* **Listed records**

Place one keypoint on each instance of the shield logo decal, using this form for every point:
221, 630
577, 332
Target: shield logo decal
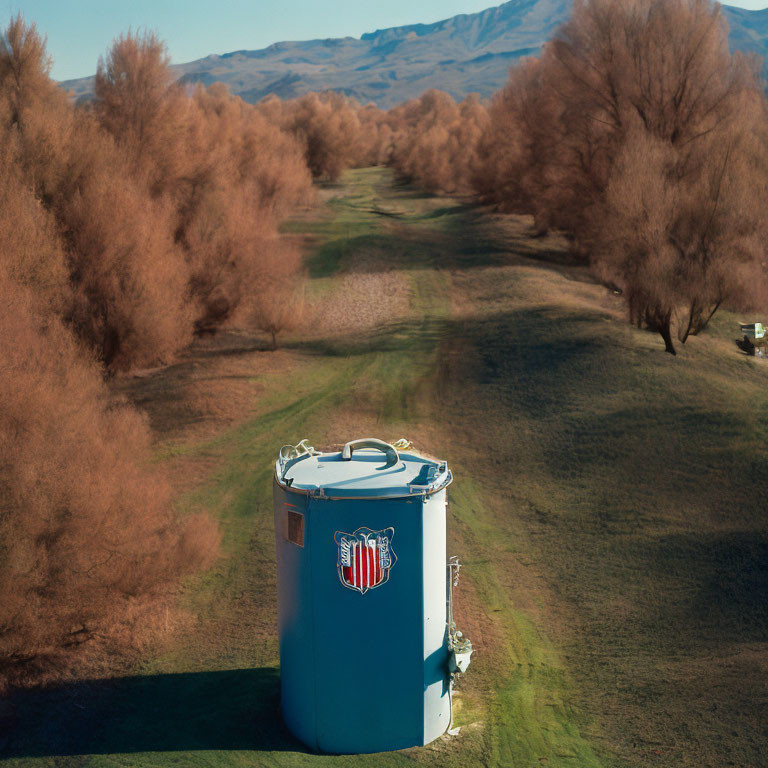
364, 558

* **Task objective**
Transcribe all of the data above line for line, without changes, omitting the picture.

* **Output for this task**
Place one keypoint on each instance of the shield logo decal, using this form for every point:
221, 630
577, 332
Target: shield logo decal
364, 558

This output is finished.